Task directions -> Could you reproduce every record below exactly as written?

Point localization data ->
"""
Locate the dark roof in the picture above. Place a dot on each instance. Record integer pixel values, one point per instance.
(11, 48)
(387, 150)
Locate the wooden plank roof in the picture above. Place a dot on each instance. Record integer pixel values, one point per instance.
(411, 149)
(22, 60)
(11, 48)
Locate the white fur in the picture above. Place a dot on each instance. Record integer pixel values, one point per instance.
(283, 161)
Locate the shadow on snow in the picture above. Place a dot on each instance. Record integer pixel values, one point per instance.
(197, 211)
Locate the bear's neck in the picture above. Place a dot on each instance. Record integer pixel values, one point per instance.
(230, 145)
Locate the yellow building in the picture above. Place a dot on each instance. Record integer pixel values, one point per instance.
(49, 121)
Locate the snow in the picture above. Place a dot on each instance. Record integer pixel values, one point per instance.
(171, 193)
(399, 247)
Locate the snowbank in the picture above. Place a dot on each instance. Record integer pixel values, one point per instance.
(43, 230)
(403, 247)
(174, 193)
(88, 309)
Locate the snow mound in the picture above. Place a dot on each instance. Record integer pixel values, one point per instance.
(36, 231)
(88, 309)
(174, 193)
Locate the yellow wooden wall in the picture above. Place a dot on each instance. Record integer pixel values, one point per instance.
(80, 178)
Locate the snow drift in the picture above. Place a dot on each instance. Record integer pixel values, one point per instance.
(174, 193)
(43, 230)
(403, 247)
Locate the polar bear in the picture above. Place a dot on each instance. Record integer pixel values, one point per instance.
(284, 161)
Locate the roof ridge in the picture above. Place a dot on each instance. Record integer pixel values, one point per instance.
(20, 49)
"""
Task response ->
Locate the dark roof in the picture above. Place a dot on each instance. Record integer pixel values, one point per instance.
(11, 48)
(387, 150)
Locate the wooden plank roof in the picture above. Place a dot on each instance. Record integer pixel values, one point per instance.
(411, 149)
(22, 60)
(11, 48)
Locate the white fur in the picture above. Place a dot on each instance. Record integer pixel values, one point per instance.
(283, 161)
Locate the shadow on snow in the picture above. Place a dot on each instance. Record integer pixel values, one point per instance.
(197, 211)
Locate the bear's neck in the picture above. Place a dot on each instance. Record integer pixel values, one point per instance.
(230, 145)
Locate the yellow building in the picture above. Place a dot on each instance. Record integer pixel values, one point per instance.
(49, 121)
Locate the snow in the picture above. Place a dot on each instance. Record integer pixel values, one point per instance.
(171, 193)
(399, 247)
Locate the snowbank in the picture above. Place a dot on each instance. Record integer pixel values, one point per instance.
(43, 230)
(403, 247)
(174, 193)
(88, 309)
Locate the snow mound in the picture above. Place a dot on each instance. Record integer pixel values, one point per instance.
(36, 231)
(88, 309)
(174, 193)
Locate the yellow wooden wall in the picture above. Place a dot on each instance. Record integer pixel values, one point per instance.
(80, 178)
Locate the snow drift in the picture above. Place a dot on each instance. Record integer pixel values, one point per instance.
(174, 193)
(43, 230)
(403, 247)
Locate the polar bear in the picture above. Place a dot on each instance. Record integer pixel values, one point per instance.
(284, 161)
Locate the roof ridge in the picture above. Place a dot on each instance. Record integer pixel values, one point per instance.
(20, 49)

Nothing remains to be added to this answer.